STATED GOAL |
Collect every line below that contains the string "scouting", treating uppercase and lowercase as different.

DATA PROVIDED |
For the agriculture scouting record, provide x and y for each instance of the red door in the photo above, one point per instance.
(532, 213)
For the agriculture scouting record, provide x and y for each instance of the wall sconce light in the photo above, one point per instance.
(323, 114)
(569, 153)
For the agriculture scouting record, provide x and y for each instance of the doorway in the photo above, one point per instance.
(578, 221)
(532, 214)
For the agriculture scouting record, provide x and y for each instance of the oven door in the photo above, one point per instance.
==
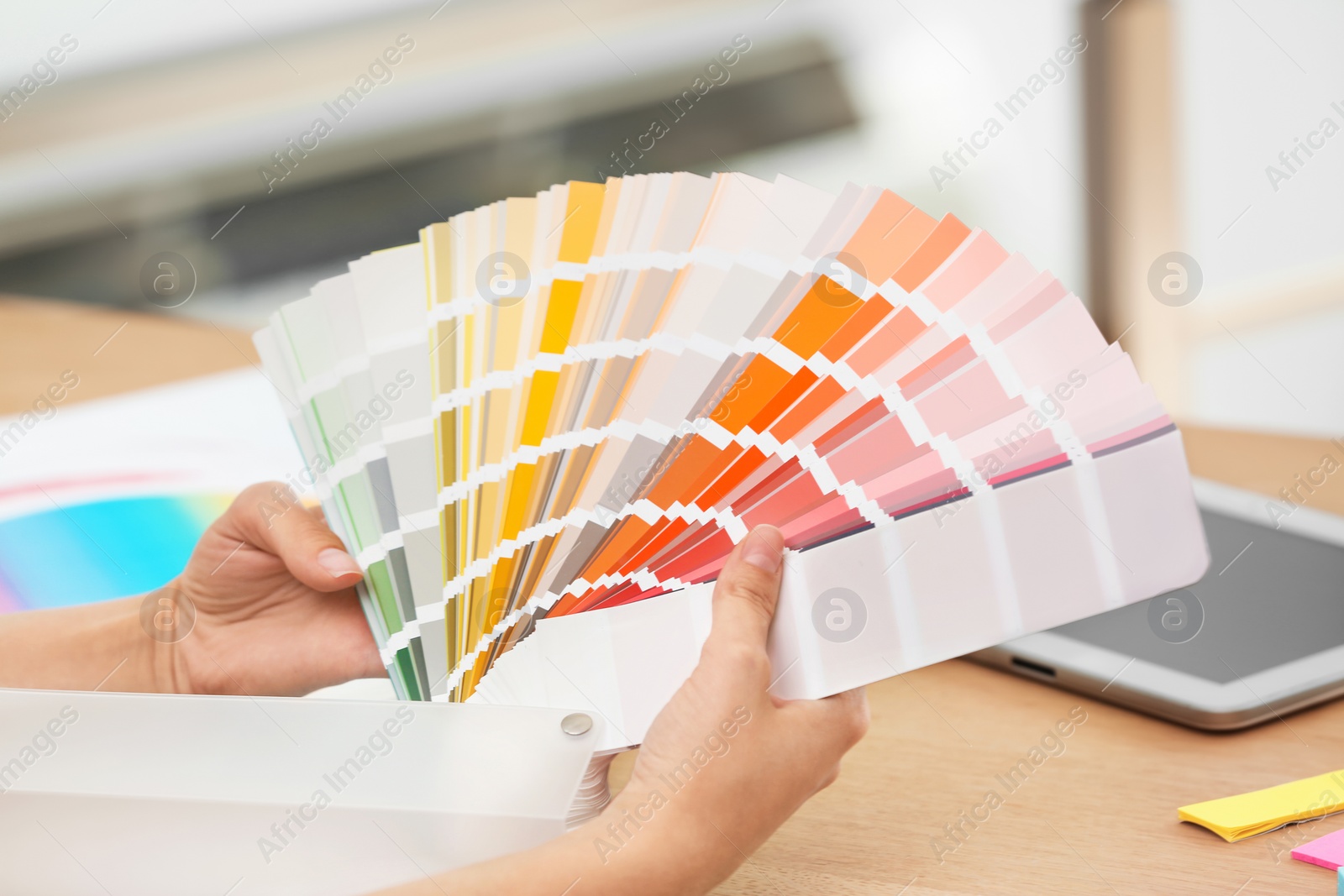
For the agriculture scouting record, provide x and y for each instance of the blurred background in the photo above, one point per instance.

WORKED SOLUTION |
For the agriculture scouting record, provide x and y for each instance of the red door in the photo above, one point per instance.
For the agriculture scouting record, provide x and y for each instance of the wall sconce light in the photo above, one point per instance.
For the agriculture scouting record, provide x and y for each instance of the doorway in the photo above, one point per instance.
For the agriculture scouting record, provide x and y for each instance of the oven door in the photo above, one point per instance.
For the agriculture scouting record, provide x and y for each instance of the blurred background in the photo above, one point per instance.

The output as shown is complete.